* _Set task_
Rewrite every line of the records below as a Markdown table with the columns "No." and "Line", numbering the rows and omitting blank lines. Exclude the pictures from the table.

Point annotations on photos
* * *

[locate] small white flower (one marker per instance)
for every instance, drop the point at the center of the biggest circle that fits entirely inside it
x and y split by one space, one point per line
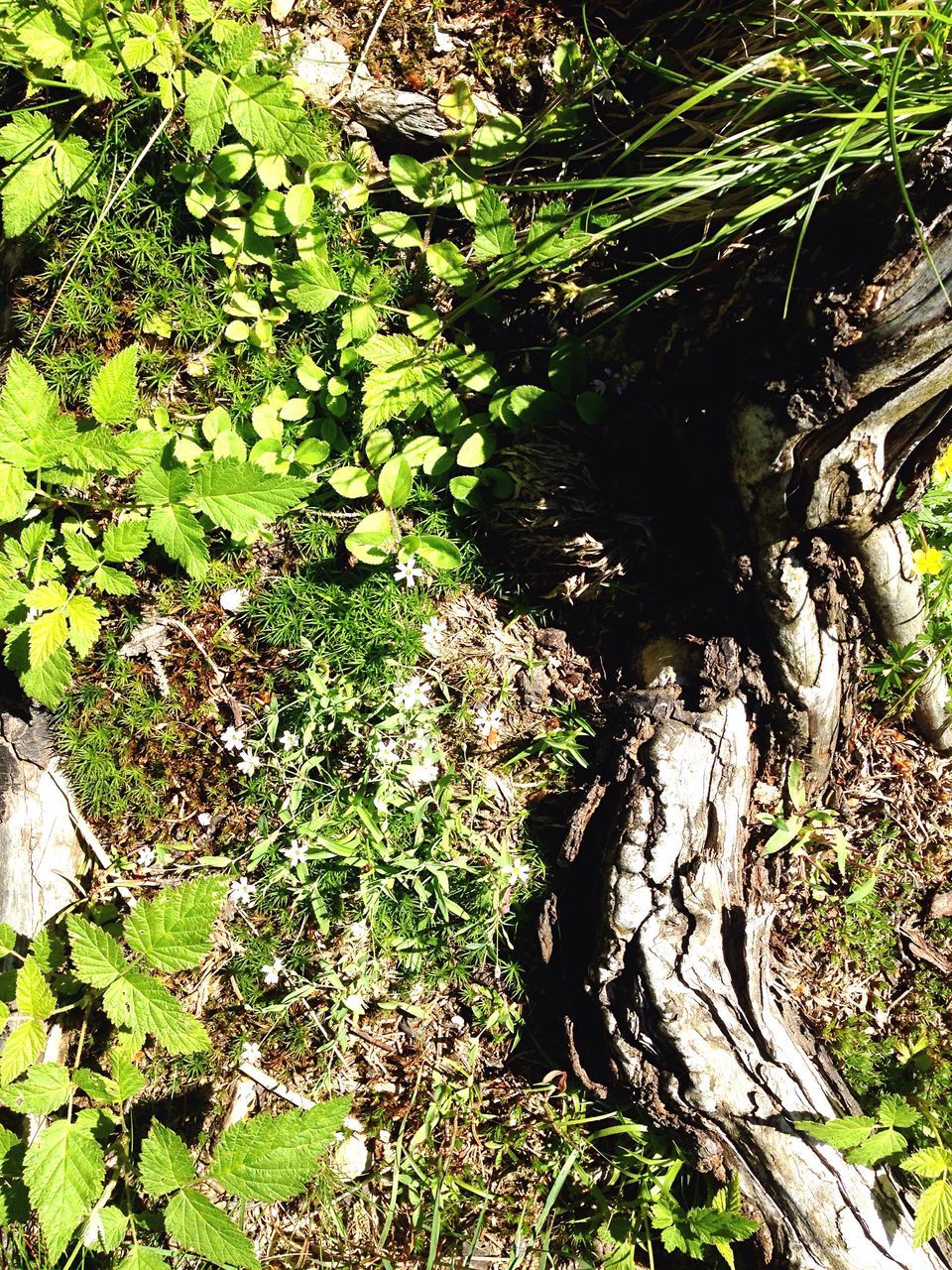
486 721
296 853
232 599
431 635
250 1053
249 763
272 973
422 771
386 753
408 572
413 695
243 892
232 738
517 871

* * *

* _Response to this exercise_
| No. | Line |
|---|---|
| 1 | [locate] small white flower (one marker per instance) |
| 2 | for every instance, drop the point at the center of the biggest circle that fits entirely inside it |
| 3 | x and y split by one space, one point per line |
| 4 | 486 721 |
| 5 | 296 853 |
| 6 | 232 599 |
| 7 | 431 635 |
| 8 | 250 1053 |
| 9 | 249 763 |
| 10 | 272 973 |
| 11 | 422 771 |
| 12 | 386 753 |
| 13 | 408 572 |
| 14 | 413 695 |
| 15 | 243 892 |
| 16 | 232 738 |
| 17 | 517 871 |